* _WORK INSTRUCTIONS_:
All of the data should be reproduced word for word, though its pictures must be omitted.

* _EXERCISE MATERIALS_:
════════════════

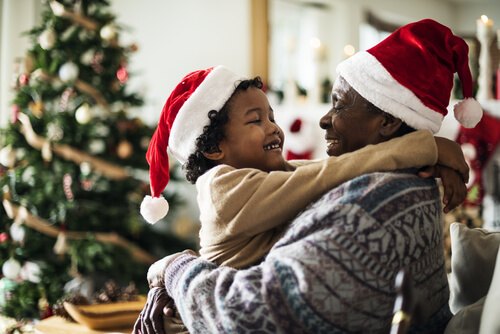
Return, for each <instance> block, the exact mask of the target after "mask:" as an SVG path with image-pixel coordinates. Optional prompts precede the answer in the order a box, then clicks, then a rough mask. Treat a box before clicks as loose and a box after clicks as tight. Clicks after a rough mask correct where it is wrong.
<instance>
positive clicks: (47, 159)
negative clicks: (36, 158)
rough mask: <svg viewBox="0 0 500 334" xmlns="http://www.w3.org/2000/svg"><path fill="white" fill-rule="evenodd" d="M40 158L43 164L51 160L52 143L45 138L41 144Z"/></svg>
mask: <svg viewBox="0 0 500 334" xmlns="http://www.w3.org/2000/svg"><path fill="white" fill-rule="evenodd" d="M42 158H43V161H44V162H45V164H48V163H49V162H51V161H52V145H51V144H50V141H48V140H45V141H44V142H43V145H42Z"/></svg>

════════════════

* _ANSWER BOX_:
Return, for each <instance> block, the exact mask of the target after "mask:" as an SVG path with image-pixel coordinates. Optional prompts precede the answer in the order a box, then clicks, then a rough mask. Treat a box before clicks as loose and a box after clicks as tight. Clicks after a rough mask correct where it is wrong.
<instance>
positive clicks: (47, 159)
negative clicks: (36, 158)
rough mask: <svg viewBox="0 0 500 334" xmlns="http://www.w3.org/2000/svg"><path fill="white" fill-rule="evenodd" d="M40 158L43 164L51 160L52 143L45 138L41 144Z"/></svg>
mask: <svg viewBox="0 0 500 334" xmlns="http://www.w3.org/2000/svg"><path fill="white" fill-rule="evenodd" d="M42 158H43V161H44V162H45V164H48V163H49V162H51V161H52V145H51V144H50V141H48V140H45V141H44V142H43V145H42Z"/></svg>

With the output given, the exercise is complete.